Return the material below in full and exactly.

Collection entries:
########################################

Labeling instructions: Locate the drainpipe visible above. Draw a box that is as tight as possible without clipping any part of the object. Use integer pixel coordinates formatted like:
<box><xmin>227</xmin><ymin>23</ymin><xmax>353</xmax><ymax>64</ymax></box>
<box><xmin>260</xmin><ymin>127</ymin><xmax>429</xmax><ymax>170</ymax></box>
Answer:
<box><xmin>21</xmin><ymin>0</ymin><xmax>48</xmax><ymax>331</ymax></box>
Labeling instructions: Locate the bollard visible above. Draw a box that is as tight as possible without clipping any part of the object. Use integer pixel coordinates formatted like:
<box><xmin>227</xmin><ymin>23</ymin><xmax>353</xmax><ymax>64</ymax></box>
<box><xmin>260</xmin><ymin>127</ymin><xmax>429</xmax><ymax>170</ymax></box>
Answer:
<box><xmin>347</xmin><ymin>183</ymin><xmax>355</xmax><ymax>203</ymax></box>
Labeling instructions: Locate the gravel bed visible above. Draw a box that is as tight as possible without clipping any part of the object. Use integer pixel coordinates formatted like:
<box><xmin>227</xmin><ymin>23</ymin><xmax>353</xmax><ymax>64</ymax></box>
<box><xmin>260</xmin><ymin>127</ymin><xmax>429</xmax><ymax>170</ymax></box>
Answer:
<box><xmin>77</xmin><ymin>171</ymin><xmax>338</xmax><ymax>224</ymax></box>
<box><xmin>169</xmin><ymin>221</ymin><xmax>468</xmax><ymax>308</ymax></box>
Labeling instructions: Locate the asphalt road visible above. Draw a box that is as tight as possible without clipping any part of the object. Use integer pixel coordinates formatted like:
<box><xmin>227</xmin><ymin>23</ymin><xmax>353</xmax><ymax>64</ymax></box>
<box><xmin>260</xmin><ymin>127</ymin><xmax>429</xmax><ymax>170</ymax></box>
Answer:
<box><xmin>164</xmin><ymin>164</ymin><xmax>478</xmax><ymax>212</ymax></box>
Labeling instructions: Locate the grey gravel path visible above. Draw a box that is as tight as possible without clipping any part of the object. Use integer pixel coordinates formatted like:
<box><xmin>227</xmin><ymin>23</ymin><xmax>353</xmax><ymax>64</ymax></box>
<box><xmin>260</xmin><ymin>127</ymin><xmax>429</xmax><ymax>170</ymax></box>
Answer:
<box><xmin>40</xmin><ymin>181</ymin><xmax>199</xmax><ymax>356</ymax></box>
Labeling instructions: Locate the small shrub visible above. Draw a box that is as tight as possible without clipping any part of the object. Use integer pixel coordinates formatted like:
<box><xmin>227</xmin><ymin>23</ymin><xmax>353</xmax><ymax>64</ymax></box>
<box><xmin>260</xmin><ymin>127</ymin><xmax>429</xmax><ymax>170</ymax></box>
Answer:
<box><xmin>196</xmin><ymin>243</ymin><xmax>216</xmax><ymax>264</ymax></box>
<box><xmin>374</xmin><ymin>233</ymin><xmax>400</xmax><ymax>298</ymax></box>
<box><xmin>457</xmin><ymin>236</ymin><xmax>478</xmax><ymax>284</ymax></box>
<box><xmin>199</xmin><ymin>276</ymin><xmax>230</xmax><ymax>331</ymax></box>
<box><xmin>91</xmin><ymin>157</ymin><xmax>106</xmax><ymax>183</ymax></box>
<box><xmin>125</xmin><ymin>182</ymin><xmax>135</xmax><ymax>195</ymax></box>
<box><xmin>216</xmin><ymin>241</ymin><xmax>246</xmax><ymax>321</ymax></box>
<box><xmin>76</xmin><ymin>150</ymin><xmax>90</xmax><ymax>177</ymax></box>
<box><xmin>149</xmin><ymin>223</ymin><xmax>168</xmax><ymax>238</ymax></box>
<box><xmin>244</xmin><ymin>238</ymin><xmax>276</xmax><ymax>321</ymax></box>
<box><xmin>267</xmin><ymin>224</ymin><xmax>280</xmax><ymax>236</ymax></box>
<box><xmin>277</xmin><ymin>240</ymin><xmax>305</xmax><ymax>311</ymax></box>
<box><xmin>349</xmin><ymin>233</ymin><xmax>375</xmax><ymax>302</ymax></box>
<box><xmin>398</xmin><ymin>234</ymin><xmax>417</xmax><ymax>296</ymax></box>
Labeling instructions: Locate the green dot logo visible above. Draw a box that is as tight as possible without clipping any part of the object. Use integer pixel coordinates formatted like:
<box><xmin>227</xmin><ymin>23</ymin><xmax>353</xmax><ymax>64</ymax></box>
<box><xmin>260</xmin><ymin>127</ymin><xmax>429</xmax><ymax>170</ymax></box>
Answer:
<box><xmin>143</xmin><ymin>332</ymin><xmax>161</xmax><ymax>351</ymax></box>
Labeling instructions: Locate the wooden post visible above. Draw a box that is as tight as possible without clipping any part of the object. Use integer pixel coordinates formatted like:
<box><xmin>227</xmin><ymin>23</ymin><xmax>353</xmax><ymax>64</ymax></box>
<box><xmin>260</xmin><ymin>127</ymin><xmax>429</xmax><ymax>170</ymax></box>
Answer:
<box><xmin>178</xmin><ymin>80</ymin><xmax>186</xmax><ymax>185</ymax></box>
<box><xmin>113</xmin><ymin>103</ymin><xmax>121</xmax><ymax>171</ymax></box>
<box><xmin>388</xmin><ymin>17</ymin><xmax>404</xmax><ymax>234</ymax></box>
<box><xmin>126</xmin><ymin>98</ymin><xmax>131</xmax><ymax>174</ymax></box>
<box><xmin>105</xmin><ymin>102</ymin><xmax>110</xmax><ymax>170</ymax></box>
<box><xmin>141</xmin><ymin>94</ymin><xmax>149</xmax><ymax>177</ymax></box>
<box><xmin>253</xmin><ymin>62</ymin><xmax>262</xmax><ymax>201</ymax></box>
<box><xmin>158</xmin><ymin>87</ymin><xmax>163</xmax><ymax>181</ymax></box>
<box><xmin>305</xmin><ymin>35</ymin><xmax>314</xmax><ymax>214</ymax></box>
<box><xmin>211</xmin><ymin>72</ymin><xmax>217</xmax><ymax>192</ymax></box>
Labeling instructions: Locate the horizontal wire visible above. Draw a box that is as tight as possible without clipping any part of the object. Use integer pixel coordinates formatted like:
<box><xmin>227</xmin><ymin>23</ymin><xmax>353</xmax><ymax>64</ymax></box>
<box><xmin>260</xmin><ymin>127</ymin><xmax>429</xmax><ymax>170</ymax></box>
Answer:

########################################

_SOLUTION FOR THIS TASK_.
Labeling instructions: Locate the drainpipe visible above. Draw a box that is as tight as possible without clipping any part of the object. Use integer pixel coordinates formatted like:
<box><xmin>227</xmin><ymin>23</ymin><xmax>353</xmax><ymax>64</ymax></box>
<box><xmin>260</xmin><ymin>127</ymin><xmax>429</xmax><ymax>170</ymax></box>
Answer:
<box><xmin>21</xmin><ymin>0</ymin><xmax>48</xmax><ymax>331</ymax></box>
Labeling instructions: Locate the bollard visible above. Draw a box that is as tight as possible without clipping any part of the object. Use integer pixel coordinates formatted like:
<box><xmin>227</xmin><ymin>23</ymin><xmax>353</xmax><ymax>64</ymax></box>
<box><xmin>260</xmin><ymin>127</ymin><xmax>429</xmax><ymax>170</ymax></box>
Answer:
<box><xmin>347</xmin><ymin>183</ymin><xmax>355</xmax><ymax>203</ymax></box>
Labeling instructions: Locate the gravel bed visible above. Draw a box that is as tight as possible without clipping any part of the object. Use integer pixel coordinates formatted like:
<box><xmin>227</xmin><ymin>23</ymin><xmax>353</xmax><ymax>64</ymax></box>
<box><xmin>260</xmin><ymin>127</ymin><xmax>429</xmax><ymax>170</ymax></box>
Answer:
<box><xmin>77</xmin><ymin>171</ymin><xmax>338</xmax><ymax>224</ymax></box>
<box><xmin>169</xmin><ymin>221</ymin><xmax>468</xmax><ymax>308</ymax></box>
Labeling instructions: Locate the asphalt road visible above. Draw a box that is as tight as possible without clipping any part of the object. Use integer pixel coordinates formatted like:
<box><xmin>227</xmin><ymin>23</ymin><xmax>353</xmax><ymax>64</ymax></box>
<box><xmin>260</xmin><ymin>127</ymin><xmax>429</xmax><ymax>170</ymax></box>
Answer:
<box><xmin>164</xmin><ymin>164</ymin><xmax>478</xmax><ymax>212</ymax></box>
Labeling instructions: Locate the grey gravel path visible above. Draw a box that is as tight as possible without clipping any part of the object. Use integer pixel coordinates formatted like:
<box><xmin>227</xmin><ymin>23</ymin><xmax>353</xmax><ymax>64</ymax></box>
<box><xmin>260</xmin><ymin>127</ymin><xmax>429</xmax><ymax>170</ymax></box>
Answer:
<box><xmin>40</xmin><ymin>181</ymin><xmax>199</xmax><ymax>356</ymax></box>
Labeling instructions: Locate the small shrub visible above. Draw a box that is as tight as possible without clipping any part of the object. Use integer pixel coordinates formatted like:
<box><xmin>227</xmin><ymin>23</ymin><xmax>353</xmax><ymax>64</ymax></box>
<box><xmin>260</xmin><ymin>127</ymin><xmax>429</xmax><ymax>170</ymax></box>
Answer:
<box><xmin>196</xmin><ymin>243</ymin><xmax>216</xmax><ymax>264</ymax></box>
<box><xmin>374</xmin><ymin>233</ymin><xmax>400</xmax><ymax>298</ymax></box>
<box><xmin>457</xmin><ymin>236</ymin><xmax>478</xmax><ymax>284</ymax></box>
<box><xmin>199</xmin><ymin>276</ymin><xmax>230</xmax><ymax>331</ymax></box>
<box><xmin>91</xmin><ymin>157</ymin><xmax>106</xmax><ymax>183</ymax></box>
<box><xmin>125</xmin><ymin>182</ymin><xmax>135</xmax><ymax>195</ymax></box>
<box><xmin>216</xmin><ymin>241</ymin><xmax>246</xmax><ymax>321</ymax></box>
<box><xmin>76</xmin><ymin>150</ymin><xmax>90</xmax><ymax>177</ymax></box>
<box><xmin>149</xmin><ymin>223</ymin><xmax>168</xmax><ymax>238</ymax></box>
<box><xmin>244</xmin><ymin>238</ymin><xmax>276</xmax><ymax>321</ymax></box>
<box><xmin>267</xmin><ymin>224</ymin><xmax>280</xmax><ymax>236</ymax></box>
<box><xmin>277</xmin><ymin>240</ymin><xmax>305</xmax><ymax>311</ymax></box>
<box><xmin>349</xmin><ymin>233</ymin><xmax>375</xmax><ymax>302</ymax></box>
<box><xmin>398</xmin><ymin>234</ymin><xmax>417</xmax><ymax>296</ymax></box>
Labeling instructions: Locate the green dot logo visible above. Draw a box that is as tight as possible without clipping any part of the object. Use integer pixel coordinates formatted like:
<box><xmin>227</xmin><ymin>23</ymin><xmax>353</xmax><ymax>64</ymax></box>
<box><xmin>260</xmin><ymin>127</ymin><xmax>429</xmax><ymax>170</ymax></box>
Answer:
<box><xmin>143</xmin><ymin>332</ymin><xmax>161</xmax><ymax>351</ymax></box>
Labeling instructions: Locate the wooden post visible above. Draw a box that is as tight as possible without clipping any part of the object. Use integer pixel coordinates formatted like:
<box><xmin>227</xmin><ymin>23</ymin><xmax>353</xmax><ymax>64</ymax></box>
<box><xmin>260</xmin><ymin>127</ymin><xmax>429</xmax><ymax>170</ymax></box>
Answer:
<box><xmin>178</xmin><ymin>80</ymin><xmax>186</xmax><ymax>185</ymax></box>
<box><xmin>113</xmin><ymin>103</ymin><xmax>121</xmax><ymax>171</ymax></box>
<box><xmin>388</xmin><ymin>17</ymin><xmax>404</xmax><ymax>234</ymax></box>
<box><xmin>126</xmin><ymin>98</ymin><xmax>131</xmax><ymax>174</ymax></box>
<box><xmin>105</xmin><ymin>102</ymin><xmax>110</xmax><ymax>170</ymax></box>
<box><xmin>141</xmin><ymin>94</ymin><xmax>149</xmax><ymax>177</ymax></box>
<box><xmin>253</xmin><ymin>62</ymin><xmax>262</xmax><ymax>201</ymax></box>
<box><xmin>158</xmin><ymin>87</ymin><xmax>163</xmax><ymax>181</ymax></box>
<box><xmin>305</xmin><ymin>35</ymin><xmax>314</xmax><ymax>214</ymax></box>
<box><xmin>211</xmin><ymin>72</ymin><xmax>217</xmax><ymax>192</ymax></box>
Labeling instructions: Locate the horizontal wire visible above. Draw a box that is as tight as possible without clipping any part of the object. Use integer pixel coordinates formatted like:
<box><xmin>227</xmin><ymin>23</ymin><xmax>353</xmax><ymax>64</ymax></box>
<box><xmin>260</xmin><ymin>127</ymin><xmax>429</xmax><ymax>170</ymax></box>
Answer:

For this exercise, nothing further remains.